(GIVEN INSTRUCTION): Pull out every line in the entries below that contains the word "wheel".

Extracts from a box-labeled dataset

******

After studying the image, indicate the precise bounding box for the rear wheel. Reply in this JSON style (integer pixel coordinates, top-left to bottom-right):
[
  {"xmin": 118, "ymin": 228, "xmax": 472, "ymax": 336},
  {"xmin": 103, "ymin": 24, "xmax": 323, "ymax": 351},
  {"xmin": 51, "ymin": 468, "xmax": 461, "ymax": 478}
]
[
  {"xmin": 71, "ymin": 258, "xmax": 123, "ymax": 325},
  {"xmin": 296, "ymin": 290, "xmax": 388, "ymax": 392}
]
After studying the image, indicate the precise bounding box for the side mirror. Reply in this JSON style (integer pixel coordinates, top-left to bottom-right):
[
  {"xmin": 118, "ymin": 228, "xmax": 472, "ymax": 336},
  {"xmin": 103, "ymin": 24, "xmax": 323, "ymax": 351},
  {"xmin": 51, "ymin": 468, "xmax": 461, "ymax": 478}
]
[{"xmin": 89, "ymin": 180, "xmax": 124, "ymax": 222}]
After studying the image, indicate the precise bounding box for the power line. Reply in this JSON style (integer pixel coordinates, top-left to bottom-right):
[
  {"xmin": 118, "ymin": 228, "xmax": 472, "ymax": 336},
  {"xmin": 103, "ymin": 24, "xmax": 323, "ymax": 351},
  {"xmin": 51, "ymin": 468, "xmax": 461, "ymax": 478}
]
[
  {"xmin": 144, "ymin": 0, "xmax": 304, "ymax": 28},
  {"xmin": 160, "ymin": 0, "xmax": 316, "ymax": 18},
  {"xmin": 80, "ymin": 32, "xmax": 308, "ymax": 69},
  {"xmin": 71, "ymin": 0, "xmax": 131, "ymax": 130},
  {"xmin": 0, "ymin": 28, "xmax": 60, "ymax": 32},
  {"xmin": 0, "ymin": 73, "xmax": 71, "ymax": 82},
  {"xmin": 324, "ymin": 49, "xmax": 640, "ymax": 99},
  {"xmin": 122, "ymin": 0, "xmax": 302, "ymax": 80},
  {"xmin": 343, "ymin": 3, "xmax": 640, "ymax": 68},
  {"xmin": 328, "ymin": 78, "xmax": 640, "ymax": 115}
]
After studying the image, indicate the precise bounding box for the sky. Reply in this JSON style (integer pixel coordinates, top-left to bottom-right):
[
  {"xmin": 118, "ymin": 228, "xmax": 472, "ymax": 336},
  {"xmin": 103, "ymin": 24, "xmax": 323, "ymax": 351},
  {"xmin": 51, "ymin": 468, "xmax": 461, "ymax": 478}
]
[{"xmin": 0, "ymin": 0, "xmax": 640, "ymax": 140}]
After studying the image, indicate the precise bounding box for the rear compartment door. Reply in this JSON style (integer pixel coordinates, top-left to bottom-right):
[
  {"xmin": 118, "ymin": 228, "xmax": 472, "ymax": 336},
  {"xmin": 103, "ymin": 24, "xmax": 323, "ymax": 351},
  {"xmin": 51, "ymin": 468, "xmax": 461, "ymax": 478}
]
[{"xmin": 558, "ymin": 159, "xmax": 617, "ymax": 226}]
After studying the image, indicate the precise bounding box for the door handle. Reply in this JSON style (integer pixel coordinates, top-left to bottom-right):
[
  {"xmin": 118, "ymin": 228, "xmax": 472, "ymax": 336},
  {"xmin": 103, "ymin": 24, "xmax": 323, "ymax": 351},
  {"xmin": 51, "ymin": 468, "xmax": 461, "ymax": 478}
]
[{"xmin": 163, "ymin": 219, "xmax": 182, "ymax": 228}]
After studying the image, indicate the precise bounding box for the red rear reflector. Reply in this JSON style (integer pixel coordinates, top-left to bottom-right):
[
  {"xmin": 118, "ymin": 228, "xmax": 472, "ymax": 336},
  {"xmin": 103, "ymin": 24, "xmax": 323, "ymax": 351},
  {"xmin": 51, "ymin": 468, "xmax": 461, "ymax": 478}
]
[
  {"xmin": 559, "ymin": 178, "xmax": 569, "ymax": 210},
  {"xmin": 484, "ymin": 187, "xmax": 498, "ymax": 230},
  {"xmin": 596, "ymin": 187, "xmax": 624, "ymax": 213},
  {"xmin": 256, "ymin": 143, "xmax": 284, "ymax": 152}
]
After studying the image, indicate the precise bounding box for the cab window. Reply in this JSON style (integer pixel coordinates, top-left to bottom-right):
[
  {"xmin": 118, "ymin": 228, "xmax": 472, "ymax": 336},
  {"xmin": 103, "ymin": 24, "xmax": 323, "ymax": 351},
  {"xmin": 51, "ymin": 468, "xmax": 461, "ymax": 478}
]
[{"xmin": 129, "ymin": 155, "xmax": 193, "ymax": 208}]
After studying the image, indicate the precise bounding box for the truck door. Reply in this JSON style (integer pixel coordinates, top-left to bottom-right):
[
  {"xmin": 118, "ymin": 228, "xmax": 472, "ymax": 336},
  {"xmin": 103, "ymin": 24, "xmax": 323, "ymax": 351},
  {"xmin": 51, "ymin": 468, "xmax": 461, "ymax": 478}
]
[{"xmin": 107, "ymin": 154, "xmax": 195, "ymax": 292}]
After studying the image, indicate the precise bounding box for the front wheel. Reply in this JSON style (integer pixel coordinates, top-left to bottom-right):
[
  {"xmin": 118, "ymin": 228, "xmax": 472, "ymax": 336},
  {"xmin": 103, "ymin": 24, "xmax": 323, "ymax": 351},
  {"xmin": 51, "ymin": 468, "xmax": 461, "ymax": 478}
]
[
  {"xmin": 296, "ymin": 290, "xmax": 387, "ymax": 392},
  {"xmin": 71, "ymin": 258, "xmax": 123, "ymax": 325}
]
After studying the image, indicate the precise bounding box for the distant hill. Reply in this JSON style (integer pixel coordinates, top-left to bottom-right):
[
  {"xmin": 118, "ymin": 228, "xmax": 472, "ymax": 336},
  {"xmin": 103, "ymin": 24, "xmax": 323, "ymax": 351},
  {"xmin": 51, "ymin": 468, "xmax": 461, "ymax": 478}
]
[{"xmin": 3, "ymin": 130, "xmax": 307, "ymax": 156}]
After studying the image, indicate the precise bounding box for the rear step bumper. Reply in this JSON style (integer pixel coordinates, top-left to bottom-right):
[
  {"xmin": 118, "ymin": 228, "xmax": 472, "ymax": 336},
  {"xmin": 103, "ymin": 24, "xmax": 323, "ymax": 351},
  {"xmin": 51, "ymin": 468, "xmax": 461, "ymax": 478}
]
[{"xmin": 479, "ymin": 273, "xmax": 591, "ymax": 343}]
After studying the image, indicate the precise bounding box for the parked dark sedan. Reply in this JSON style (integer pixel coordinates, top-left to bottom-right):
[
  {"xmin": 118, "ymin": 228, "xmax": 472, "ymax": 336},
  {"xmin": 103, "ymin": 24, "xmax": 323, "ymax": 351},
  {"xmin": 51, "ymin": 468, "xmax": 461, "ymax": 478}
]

******

(EXPECTED ANSWER):
After studying the image, indicate the precise bounding box for the rear wheel. Reply in this JSON style (integer pixel coordinates, top-left to bottom-right):
After studying the image, indicate the precise bounding box for the front wheel. Reply in this JSON style (integer pixel coordinates, top-left to bottom-right):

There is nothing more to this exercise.